SET TASKS:
1. In the Matagorda rigging thread, why does Jerry-rigged usually bring frozen shrimp from HEB as bait? Answer in one to three sentences.
2. Write the next part of the Matagorda rigging thread, picking up after its final sentence.

EXCERPT TO READ:
# Rigging?



## Wakerider1424 (Nov 25, 2007)

I am going down to Matagorda and was wondering what type of rigs i should use? I dont wanna use hard head rigs, i wanna rig my own. So any suggestions on what i may catch and what to use for those fish will be awesome guys! THANKS!


----------



## matagordamudskipper (Feb 18, 2006)

Right now you can catch reds, whiting, rays, a few pomps (its better if the water is clean, like yestarday) and the sharks will be comming back soon. What kinda gear do you have and what do you want to catch?


----------



## Wakerider1424 (Nov 25, 2007)

I just wanna catch good fish man. I have a couple of ambassadur 7000's and i have 6500's and a 3/0. But they are on 8 ft rods...so i wil wade out far and then cast. I just wanna know what bait and rig? Im guessin Croakers?


----------



## Jerry-rigged (May 21, 2004)

When I head to the beach, I usually use three different rigs -

#1 - my whiting rig - look up "Dropper loop" & "Perfect loop" and learn to tie one (they are easy) Get some 20-40lb mono, about 5'-6' long, and tie (from one end to another) perfect loop, dropper, dropper, dropper, perfect. Space each loop about a foot apart. make your droppers about 3" around. Get some #2 circles with big eyes and loop-to-loop them in the droppers. Loop-to-loop a weight on one of the end loops, and the other loop gets attached to your mainline (I use coast-lock swivel snaps). This gets tossed into the first gut, usually, attached to a shorter rod (9') with a medium size reel (65-size spinner, or my Penn 085 or 350)

#2 - my medium-bait, casted rig is a 4'-5' 100lb mono leader, with a loop on each end, figure 8 knot in the middle. Above the 8 I have a coast lock snap for a weight. bottom loop gets my hook (I usually use either a 5/0 or 11/0 circle). if you are using a spider weight, slip the eye of the hook over one of the legs of the weight before you cast. ( I don't have REALLY big bait rig, I don't paddle baits out) I cast this our as far as I can, usually wading to the 2nd bar and shooting for the 3rd gut. Attached to my long rods, with reels being the biggest casting reels - Penn 350, 6/0 and 9500SS, (and next time I head out, my Avet LX)

#3 - old fashion Carolina rig/fish finder rig - 1oz slip egg on my mainline with a 24" leader holding a #2 or 2/0 hook... you may need a bead below the weight if you tie small knots... For live bait on a trout weight rod, or with dead shrimp for whiting/whatever when I get bored. I drag it thru the first gut, or wade gut, attached to a heavy trout rod with a Abu6600, or my Curado.


----------



## Jerry-rigged (May 21, 2004)

For bait, I usally just take frozen shrimp - HEB usally had 50-60 count imported frozen shrimp for cheeper than you can by stinky dead from the bait stand. If you can get some big mullet or live crabs from the bait stand, that is good, but I usally don't bother...

When you get to "your spot", first thing, peel the shrimp and put it on the whiting rig, and get it in the water (rod in a sand spike) then set up camp, rig your other rods, cast net for mullett, etc... I can "usally" catch a few whiting, croaker, hardheads - something for bait in the first 30 minuits or so. If the whiting is 6-8", it goes whole, live on a long rod. Bigger than about 8", I will usally cut them in half. (a lot of guys I talk to will use whole whiting up to about 10", but I don't usally us huge baits)

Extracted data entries

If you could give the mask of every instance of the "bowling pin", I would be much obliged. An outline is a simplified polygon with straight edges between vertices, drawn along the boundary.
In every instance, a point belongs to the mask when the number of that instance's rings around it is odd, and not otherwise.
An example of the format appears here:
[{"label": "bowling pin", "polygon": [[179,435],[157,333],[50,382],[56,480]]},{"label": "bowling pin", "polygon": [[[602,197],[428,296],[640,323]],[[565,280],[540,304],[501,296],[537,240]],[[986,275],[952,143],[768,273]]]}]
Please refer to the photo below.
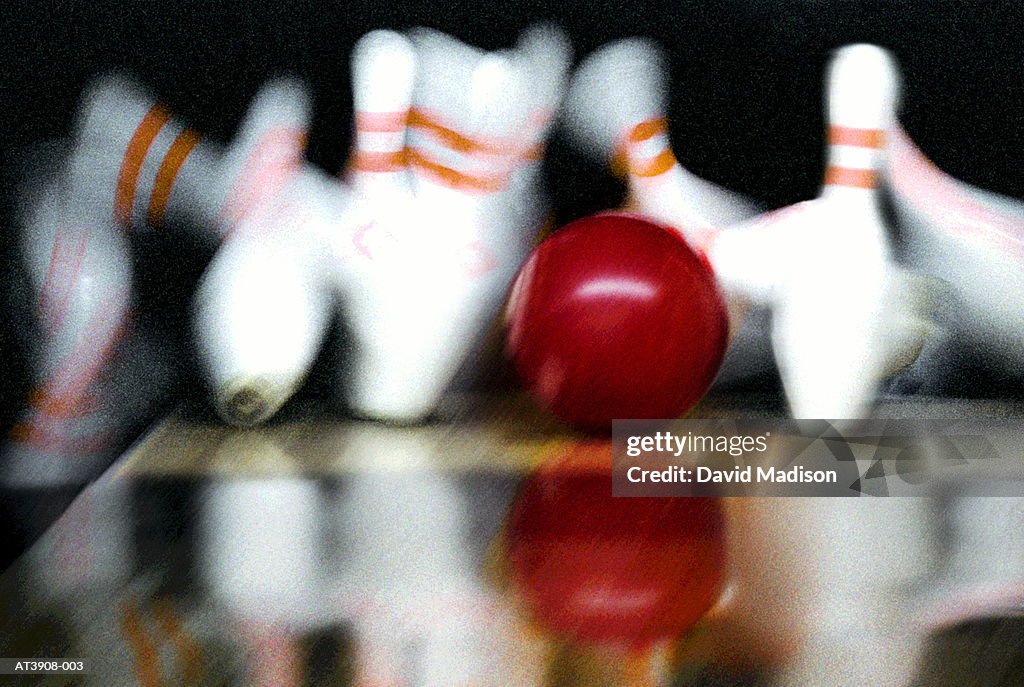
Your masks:
[{"label": "bowling pin", "polygon": [[[352,51],[355,136],[347,181],[382,205],[410,200],[406,127],[416,78],[416,51],[393,31],[373,31]],[[397,199],[397,200],[396,200]]]},{"label": "bowling pin", "polygon": [[952,316],[944,345],[918,371],[926,391],[948,390],[965,359],[1000,377],[1024,377],[1024,203],[942,172],[898,125],[891,131],[886,177],[907,262],[946,281]]},{"label": "bowling pin", "polygon": [[627,209],[675,227],[697,248],[713,229],[762,210],[739,194],[697,177],[669,141],[668,65],[647,40],[633,38],[590,55],[572,77],[564,118],[583,151],[625,177]]},{"label": "bowling pin", "polygon": [[113,74],[83,96],[70,183],[98,215],[119,225],[189,227],[215,244],[232,181],[219,165],[222,154],[132,79]]},{"label": "bowling pin", "polygon": [[[392,158],[406,171],[389,172],[390,191],[376,195],[370,219],[339,251],[338,277],[355,342],[346,400],[360,415],[397,422],[434,409],[540,229],[536,167],[522,168],[536,165],[528,153],[546,135],[566,70],[553,32],[528,37],[525,52],[485,53],[427,30],[411,42],[406,155]],[[396,85],[406,82],[388,78],[395,65],[408,69],[406,44],[391,37],[359,49],[356,86],[387,84],[395,94],[382,99],[403,103]],[[358,106],[373,96],[354,99]],[[365,184],[373,173],[356,167],[352,178]]]},{"label": "bowling pin", "polygon": [[61,171],[51,172],[23,209],[20,248],[38,338],[34,389],[0,461],[8,485],[98,476],[133,419],[144,417],[134,415],[144,407],[113,402],[119,389],[112,366],[130,319],[128,247],[109,218],[77,200]]},{"label": "bowling pin", "polygon": [[343,191],[302,167],[308,118],[297,84],[271,82],[222,163],[238,170],[219,217],[228,235],[199,284],[194,324],[214,406],[232,424],[281,407],[328,326],[325,207]]},{"label": "bowling pin", "polygon": [[827,75],[828,167],[814,201],[715,237],[727,290],[772,308],[772,347],[798,418],[861,417],[932,330],[932,282],[895,267],[879,176],[898,77],[881,48],[837,51]]},{"label": "bowling pin", "polygon": [[[753,201],[685,169],[669,140],[668,63],[640,38],[610,43],[580,66],[569,85],[564,123],[588,157],[624,177],[626,209],[675,228],[698,250],[715,233],[763,212]],[[719,387],[763,378],[772,368],[764,308],[724,285],[731,339]]]}]

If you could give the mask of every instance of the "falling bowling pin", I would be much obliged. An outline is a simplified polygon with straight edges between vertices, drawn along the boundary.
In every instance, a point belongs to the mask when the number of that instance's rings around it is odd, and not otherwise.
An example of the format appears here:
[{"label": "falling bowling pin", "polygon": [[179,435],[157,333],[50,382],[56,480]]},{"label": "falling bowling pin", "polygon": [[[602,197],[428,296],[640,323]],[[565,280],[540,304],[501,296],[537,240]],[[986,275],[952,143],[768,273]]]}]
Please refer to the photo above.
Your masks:
[{"label": "falling bowling pin", "polygon": [[772,308],[772,346],[798,418],[861,417],[882,379],[931,331],[932,286],[895,267],[879,176],[898,78],[870,45],[837,51],[827,76],[828,167],[814,201],[720,232],[727,285]]},{"label": "falling bowling pin", "polygon": [[[355,341],[347,402],[396,422],[433,411],[540,229],[539,213],[522,211],[535,202],[537,179],[515,170],[543,138],[547,120],[536,112],[556,106],[565,73],[557,40],[528,41],[528,56],[484,53],[427,30],[415,32],[412,44],[417,74],[406,155],[393,159],[407,171],[390,172],[388,194],[377,196],[386,201],[372,206],[342,251],[338,277]],[[408,82],[388,80],[396,66],[408,69],[404,41],[377,38],[358,50],[356,87],[393,93],[356,93],[357,106],[404,103]],[[357,133],[357,144],[367,140]],[[356,152],[356,165],[365,153]],[[352,172],[357,185],[373,181],[372,172]]]},{"label": "falling bowling pin", "polygon": [[130,78],[108,75],[86,90],[74,134],[70,184],[81,201],[123,227],[187,227],[215,244],[232,179],[222,151]]},{"label": "falling bowling pin", "polygon": [[[584,60],[566,96],[565,125],[589,157],[610,163],[627,183],[625,209],[674,227],[707,250],[725,227],[763,210],[741,195],[701,179],[676,159],[667,118],[668,65],[651,42],[634,38],[606,45]],[[765,334],[768,314],[734,290],[729,351],[719,386],[763,378],[772,367]]]},{"label": "falling bowling pin", "polygon": [[343,190],[302,168],[308,109],[298,84],[269,83],[223,161],[239,170],[219,218],[228,235],[197,290],[195,337],[214,405],[232,424],[281,407],[328,326],[325,205]]},{"label": "falling bowling pin", "polygon": [[1024,377],[1024,203],[958,181],[894,125],[887,179],[908,263],[946,281],[952,316],[944,346],[922,360],[924,389],[945,390],[965,359]]},{"label": "falling bowling pin", "polygon": [[0,464],[11,486],[96,477],[132,422],[113,402],[110,378],[130,318],[128,247],[109,217],[78,200],[58,171],[20,220],[38,340],[35,388]]},{"label": "falling bowling pin", "polygon": [[602,47],[577,70],[566,96],[569,134],[626,178],[626,209],[674,226],[696,248],[715,229],[762,211],[739,194],[692,174],[669,141],[668,65],[644,39]]}]

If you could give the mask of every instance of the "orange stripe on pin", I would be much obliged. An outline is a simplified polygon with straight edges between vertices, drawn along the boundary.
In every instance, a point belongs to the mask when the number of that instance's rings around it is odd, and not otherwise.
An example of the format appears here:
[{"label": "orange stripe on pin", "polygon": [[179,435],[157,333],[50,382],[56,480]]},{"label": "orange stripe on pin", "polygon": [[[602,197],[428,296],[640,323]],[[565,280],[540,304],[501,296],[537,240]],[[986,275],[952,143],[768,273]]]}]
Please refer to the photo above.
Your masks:
[{"label": "orange stripe on pin", "polygon": [[626,137],[634,143],[640,143],[662,133],[669,133],[669,121],[664,117],[657,117],[640,122],[630,130]]},{"label": "orange stripe on pin", "polygon": [[406,151],[373,153],[359,151],[352,167],[359,172],[397,172],[406,166]]},{"label": "orange stripe on pin", "polygon": [[475,190],[480,192],[494,192],[505,187],[507,178],[502,177],[477,177],[464,174],[451,167],[430,160],[415,149],[408,152],[409,163],[426,171],[445,186],[463,190]]},{"label": "orange stripe on pin", "polygon": [[121,171],[118,173],[118,185],[114,197],[114,219],[122,224],[131,221],[132,207],[135,205],[135,185],[138,182],[142,163],[153,146],[164,125],[171,119],[170,114],[160,105],[154,105],[145,114],[135,133],[128,141],[124,160],[121,161]]},{"label": "orange stripe on pin", "polygon": [[665,148],[653,158],[645,160],[633,160],[630,163],[630,173],[633,176],[657,176],[665,174],[676,164],[676,157],[672,151]]},{"label": "orange stripe on pin", "polygon": [[879,185],[878,172],[870,169],[850,167],[829,167],[825,170],[826,186],[847,186],[850,188],[874,188]]},{"label": "orange stripe on pin", "polygon": [[199,143],[200,137],[193,131],[185,129],[171,143],[171,147],[164,156],[164,161],[157,170],[157,179],[153,185],[153,196],[150,197],[150,210],[147,217],[154,226],[160,226],[164,222],[164,214],[167,212],[167,201],[171,198],[171,190],[174,189],[174,181],[181,171],[182,165],[188,159],[188,154]]},{"label": "orange stripe on pin", "polygon": [[409,126],[416,129],[424,129],[435,138],[440,139],[445,146],[458,153],[500,155],[513,149],[505,141],[480,140],[459,133],[455,129],[442,124],[437,117],[415,108],[409,112]]},{"label": "orange stripe on pin", "polygon": [[886,144],[886,134],[882,129],[857,129],[849,126],[833,126],[828,127],[828,144],[881,149]]},{"label": "orange stripe on pin", "polygon": [[395,113],[355,113],[355,128],[357,131],[397,133],[406,128],[409,119],[408,111]]}]

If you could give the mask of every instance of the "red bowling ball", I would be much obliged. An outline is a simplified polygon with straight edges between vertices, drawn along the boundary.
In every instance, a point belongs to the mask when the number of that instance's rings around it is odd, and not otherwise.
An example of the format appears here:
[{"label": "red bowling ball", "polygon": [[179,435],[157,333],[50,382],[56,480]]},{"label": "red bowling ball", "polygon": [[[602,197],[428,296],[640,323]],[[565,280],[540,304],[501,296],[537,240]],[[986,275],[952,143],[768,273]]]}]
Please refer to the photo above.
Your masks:
[{"label": "red bowling ball", "polygon": [[683,415],[714,381],[729,333],[707,259],[673,230],[618,212],[541,244],[516,277],[507,324],[525,386],[591,431]]},{"label": "red bowling ball", "polygon": [[717,500],[616,498],[607,469],[542,469],[509,515],[509,569],[556,636],[644,652],[718,599],[724,530]]}]

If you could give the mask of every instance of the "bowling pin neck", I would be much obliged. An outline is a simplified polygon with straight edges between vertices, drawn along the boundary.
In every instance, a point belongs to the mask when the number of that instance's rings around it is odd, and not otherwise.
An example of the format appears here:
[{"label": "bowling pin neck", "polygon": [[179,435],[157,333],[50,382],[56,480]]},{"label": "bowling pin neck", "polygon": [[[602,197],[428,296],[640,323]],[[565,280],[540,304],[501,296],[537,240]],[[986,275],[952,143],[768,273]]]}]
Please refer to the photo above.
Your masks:
[{"label": "bowling pin neck", "polygon": [[416,70],[416,52],[400,34],[374,31],[355,46],[355,136],[348,177],[364,192],[394,192],[408,186],[406,128]]},{"label": "bowling pin neck", "polygon": [[678,166],[669,141],[669,122],[654,117],[624,131],[611,156],[611,170],[631,181],[658,177]]},{"label": "bowling pin neck", "polygon": [[823,195],[872,202],[886,135],[895,121],[898,77],[893,59],[873,45],[847,46],[836,52],[826,85],[828,166]]},{"label": "bowling pin neck", "polygon": [[220,158],[137,85],[111,77],[86,94],[69,181],[75,198],[122,226],[184,220],[216,233]]},{"label": "bowling pin neck", "polygon": [[876,204],[886,135],[882,128],[829,126],[822,196]]}]

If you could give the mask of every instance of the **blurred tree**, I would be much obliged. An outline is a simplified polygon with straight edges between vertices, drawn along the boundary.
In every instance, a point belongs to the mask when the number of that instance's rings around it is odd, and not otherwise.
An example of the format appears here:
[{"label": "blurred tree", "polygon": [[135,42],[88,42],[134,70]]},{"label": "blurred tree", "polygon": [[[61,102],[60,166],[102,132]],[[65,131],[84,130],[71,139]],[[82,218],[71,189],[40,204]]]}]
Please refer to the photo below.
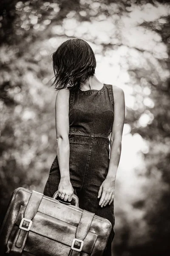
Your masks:
[{"label": "blurred tree", "polygon": [[[154,12],[150,9],[153,7]],[[143,154],[146,170],[138,170],[139,179],[144,176],[149,186],[146,185],[144,199],[132,206],[144,212],[143,226],[130,222],[131,212],[125,214],[123,209],[119,209],[120,224],[114,251],[116,256],[169,255],[170,12],[156,15],[164,7],[170,9],[169,1],[1,1],[1,220],[16,187],[42,191],[55,154],[54,93],[47,86],[53,76],[50,55],[63,41],[82,37],[100,46],[99,53],[103,56],[110,50],[126,47],[129,52],[135,51],[132,55],[137,53],[146,61],[140,66],[126,56],[135,102],[133,107],[127,107],[125,122],[130,125],[132,134],[138,133],[150,143],[149,151]],[[134,10],[135,17],[130,16]],[[136,26],[144,29],[144,37],[150,35],[143,45],[131,45],[121,34],[123,19],[126,24],[130,17],[132,20],[138,19]],[[110,18],[116,27],[111,32],[102,34],[102,23],[97,25],[98,31],[90,31],[91,23]],[[79,30],[80,23],[84,26]],[[127,29],[132,32],[131,27]],[[155,41],[163,44],[166,50],[162,50],[162,45],[148,48],[147,43],[155,34]]]}]

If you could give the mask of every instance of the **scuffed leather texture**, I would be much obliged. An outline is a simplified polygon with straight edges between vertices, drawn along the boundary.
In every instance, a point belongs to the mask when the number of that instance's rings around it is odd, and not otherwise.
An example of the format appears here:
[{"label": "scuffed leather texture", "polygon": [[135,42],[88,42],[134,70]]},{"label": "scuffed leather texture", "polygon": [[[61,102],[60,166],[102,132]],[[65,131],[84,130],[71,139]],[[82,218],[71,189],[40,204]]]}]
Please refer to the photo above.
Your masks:
[{"label": "scuffed leather texture", "polygon": [[[1,256],[8,254],[9,256],[68,256],[73,240],[76,238],[76,232],[79,237],[77,238],[80,239],[81,230],[84,237],[86,232],[87,235],[83,239],[82,252],[76,254],[79,256],[102,255],[111,229],[108,220],[93,216],[93,213],[87,212],[87,216],[89,213],[91,219],[89,227],[86,227],[83,220],[81,220],[82,216],[85,221],[87,219],[85,211],[82,215],[83,210],[80,208],[64,204],[46,196],[42,197],[35,212],[33,208],[36,208],[36,202],[33,203],[34,206],[30,202],[27,207],[31,195],[31,191],[23,188],[14,191],[0,230]],[[27,212],[31,218],[33,217],[32,224],[30,230],[25,232],[24,240],[26,239],[23,250],[21,254],[17,251],[16,253],[12,253],[11,248],[16,247],[14,242],[17,241],[17,235],[23,231],[19,226]],[[22,241],[18,240],[18,245]]]}]

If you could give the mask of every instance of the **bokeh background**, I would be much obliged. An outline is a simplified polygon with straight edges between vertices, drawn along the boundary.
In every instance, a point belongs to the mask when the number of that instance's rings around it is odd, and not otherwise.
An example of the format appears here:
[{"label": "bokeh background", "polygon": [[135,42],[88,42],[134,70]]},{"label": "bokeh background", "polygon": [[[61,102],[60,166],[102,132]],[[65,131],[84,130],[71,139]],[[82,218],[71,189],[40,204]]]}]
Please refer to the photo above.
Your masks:
[{"label": "bokeh background", "polygon": [[20,186],[42,192],[56,155],[51,55],[86,40],[126,105],[114,256],[170,255],[170,3],[1,0],[0,218]]}]

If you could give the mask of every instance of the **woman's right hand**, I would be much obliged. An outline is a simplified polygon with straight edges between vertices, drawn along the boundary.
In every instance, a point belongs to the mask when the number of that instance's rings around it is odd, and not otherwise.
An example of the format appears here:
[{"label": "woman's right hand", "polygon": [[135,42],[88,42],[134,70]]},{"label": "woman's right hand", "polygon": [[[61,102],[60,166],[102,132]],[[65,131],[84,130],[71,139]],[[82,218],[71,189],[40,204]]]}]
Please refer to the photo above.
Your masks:
[{"label": "woman's right hand", "polygon": [[58,195],[59,197],[65,201],[71,202],[73,198],[74,189],[70,180],[67,178],[60,179],[58,188]]}]

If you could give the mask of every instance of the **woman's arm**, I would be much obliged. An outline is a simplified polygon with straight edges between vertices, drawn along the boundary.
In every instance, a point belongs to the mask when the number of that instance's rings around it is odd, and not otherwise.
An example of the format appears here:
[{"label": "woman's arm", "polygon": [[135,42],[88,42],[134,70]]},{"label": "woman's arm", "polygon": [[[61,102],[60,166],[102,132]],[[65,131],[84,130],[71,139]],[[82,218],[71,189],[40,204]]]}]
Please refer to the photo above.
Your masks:
[{"label": "woman's arm", "polygon": [[58,195],[64,201],[70,201],[73,188],[70,182],[69,172],[70,144],[68,139],[69,91],[60,89],[57,92],[55,102],[55,119],[57,155],[60,172]]},{"label": "woman's arm", "polygon": [[122,150],[122,138],[125,119],[125,95],[123,90],[113,86],[114,118],[110,137],[110,154],[108,174],[99,191],[98,198],[101,207],[112,202],[115,183]]}]

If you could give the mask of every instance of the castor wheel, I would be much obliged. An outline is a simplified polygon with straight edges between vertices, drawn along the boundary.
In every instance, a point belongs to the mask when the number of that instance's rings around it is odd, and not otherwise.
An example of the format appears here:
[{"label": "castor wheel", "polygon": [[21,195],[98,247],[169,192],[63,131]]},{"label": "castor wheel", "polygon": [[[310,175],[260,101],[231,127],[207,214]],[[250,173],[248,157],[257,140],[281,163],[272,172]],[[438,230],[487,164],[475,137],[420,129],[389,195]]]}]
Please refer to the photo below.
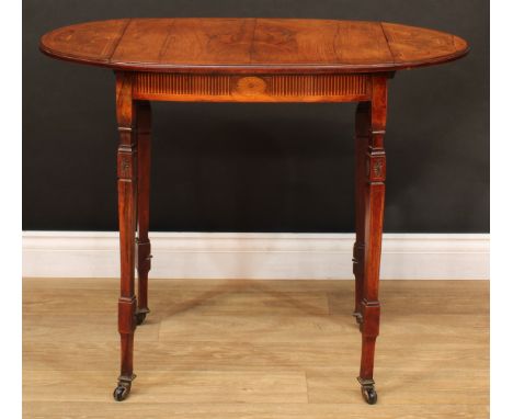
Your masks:
[{"label": "castor wheel", "polygon": [[136,313],[136,324],[137,326],[142,325],[146,319],[146,312]]},{"label": "castor wheel", "polygon": [[116,401],[123,401],[125,398],[128,397],[130,394],[130,383],[119,383],[117,384],[117,387],[114,389],[114,400]]},{"label": "castor wheel", "polygon": [[377,393],[374,386],[362,386],[362,396],[369,405],[375,405],[377,401]]}]

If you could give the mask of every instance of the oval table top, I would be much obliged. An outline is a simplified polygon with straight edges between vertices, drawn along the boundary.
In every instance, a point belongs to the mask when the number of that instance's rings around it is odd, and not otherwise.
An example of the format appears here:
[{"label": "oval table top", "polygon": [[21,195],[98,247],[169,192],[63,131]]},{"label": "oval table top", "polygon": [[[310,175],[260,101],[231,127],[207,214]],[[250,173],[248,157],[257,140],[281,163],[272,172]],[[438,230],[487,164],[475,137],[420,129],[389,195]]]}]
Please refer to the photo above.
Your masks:
[{"label": "oval table top", "polygon": [[121,19],[65,26],[43,53],[117,70],[379,72],[463,57],[458,36],[396,23],[306,19]]}]

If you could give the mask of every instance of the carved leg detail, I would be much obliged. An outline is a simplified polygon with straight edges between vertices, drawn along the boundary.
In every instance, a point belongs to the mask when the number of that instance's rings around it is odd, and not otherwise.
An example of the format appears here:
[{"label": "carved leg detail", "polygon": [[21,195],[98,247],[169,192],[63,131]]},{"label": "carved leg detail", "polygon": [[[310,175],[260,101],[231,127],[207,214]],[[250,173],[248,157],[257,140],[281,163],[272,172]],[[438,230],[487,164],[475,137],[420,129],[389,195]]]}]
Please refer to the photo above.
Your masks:
[{"label": "carved leg detail", "polygon": [[151,106],[137,103],[138,208],[137,208],[137,325],[145,321],[148,308],[148,272],[151,269],[149,230]]},{"label": "carved leg detail", "polygon": [[383,216],[385,208],[386,160],[384,136],[387,112],[387,78],[373,77],[373,98],[367,107],[369,121],[368,146],[365,163],[365,250],[363,267],[362,302],[362,361],[358,382],[362,395],[368,404],[377,401],[374,387],[374,352],[379,335],[380,306],[378,301],[379,264],[381,258]]},{"label": "carved leg detail", "polygon": [[136,329],[135,233],[137,222],[137,135],[132,100],[132,75],[116,73],[116,115],[119,131],[117,149],[117,200],[121,250],[121,295],[118,331],[121,336],[121,375],[114,398],[124,400],[134,380],[134,332]]},{"label": "carved leg detail", "polygon": [[362,297],[365,259],[365,188],[366,188],[366,155],[369,135],[369,103],[358,103],[355,117],[355,230],[356,241],[353,247],[353,273],[355,279],[355,298],[353,316],[362,322]]}]

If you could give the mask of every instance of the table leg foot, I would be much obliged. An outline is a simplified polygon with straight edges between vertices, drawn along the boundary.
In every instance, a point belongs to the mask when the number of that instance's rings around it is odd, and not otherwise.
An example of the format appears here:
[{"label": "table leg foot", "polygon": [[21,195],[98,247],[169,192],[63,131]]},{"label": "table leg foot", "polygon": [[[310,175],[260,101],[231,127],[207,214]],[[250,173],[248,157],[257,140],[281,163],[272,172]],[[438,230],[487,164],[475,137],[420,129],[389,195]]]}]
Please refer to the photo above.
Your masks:
[{"label": "table leg foot", "polygon": [[369,405],[377,403],[377,393],[374,386],[374,380],[363,380],[358,377],[360,385],[362,386],[362,396]]},{"label": "table leg foot", "polygon": [[117,378],[117,387],[114,388],[113,397],[116,401],[123,401],[128,397],[132,389],[132,382],[135,378],[135,375],[132,377],[121,376]]}]

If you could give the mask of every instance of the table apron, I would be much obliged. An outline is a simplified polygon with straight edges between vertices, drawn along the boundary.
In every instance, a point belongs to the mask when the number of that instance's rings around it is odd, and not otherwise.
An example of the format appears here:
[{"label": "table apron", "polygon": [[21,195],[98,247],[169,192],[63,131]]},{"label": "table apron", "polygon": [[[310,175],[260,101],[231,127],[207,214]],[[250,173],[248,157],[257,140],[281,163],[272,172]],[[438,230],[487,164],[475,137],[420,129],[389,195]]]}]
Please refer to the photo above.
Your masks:
[{"label": "table apron", "polygon": [[133,99],[175,102],[362,102],[369,75],[135,72]]}]

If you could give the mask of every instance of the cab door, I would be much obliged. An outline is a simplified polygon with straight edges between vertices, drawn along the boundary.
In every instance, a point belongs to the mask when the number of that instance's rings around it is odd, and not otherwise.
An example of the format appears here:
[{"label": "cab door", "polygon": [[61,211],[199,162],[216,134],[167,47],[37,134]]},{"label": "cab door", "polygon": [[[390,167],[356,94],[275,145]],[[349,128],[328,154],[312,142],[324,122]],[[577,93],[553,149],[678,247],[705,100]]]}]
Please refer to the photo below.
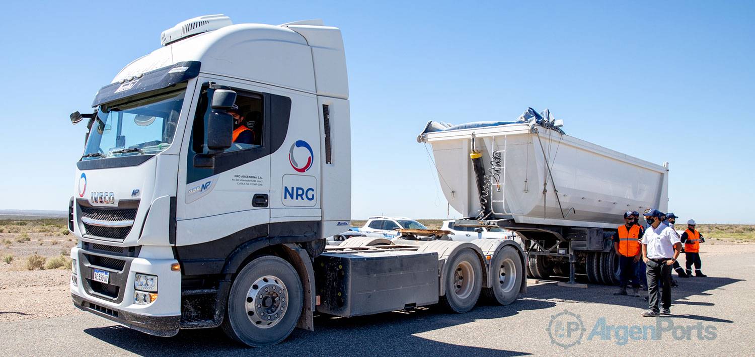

ANSWERS TO THE TASKS:
1. HEB usually has 50-60 count imported frozen shrimp that costs less than the stinky dead shrimp sold at the bait stand.

2.
your milage may vary...


----------



## Wakerider1424 (Nov 25, 2007)

Jerry-rigged said:


> For bait, I usally just take frozen shrimp - HEB usally had 50-60 count imported frozen shrimp for cheeper than you can by stinky dead from the bait stand. If you can get some big mullet or live crabs from the bait stand, that is good, but I usally don't bother...
> 
> When you get to "your spot", first thing, peel the shrimp and put it on the whiting rig, and get it in the water (rod in a sand spike) then set up camp, rig your other rods, cast net for mullett, etc... I can "usally" catch a few whiting, croaker, hardheads - something for bait in the first 30 minuits or so. If the whiting is 6-8", it goes whole, live on a long rod. Bigger than about 8", I will usally cut them in half. (a lot of guys I talk to will use whole whiting up to about 10", but I don't usally us huge baits)
> 
> your milage may vary...


Jeez that is alot of info. I do my dropper loop with spider hitch just cuz lol. I neeed some longer rods! I have 4 Penn 350's but on 7ft boat rods. I could get a hookup with a canoe but if the weather is bad i will just wade and cast. Thanks for the help. If i do get some crab...what should i do for rigs? Just a slip and beads and 6/0 octupus(i love those hooks!) ??


----------



## Wakerider1424 (Nov 25, 2007)

Oh yeah..i got a Penn Torque 300...that thing can cast! but will it be ok with braid cuz that is what i got on it..


----------



## Jerry-rigged (May 21, 2004)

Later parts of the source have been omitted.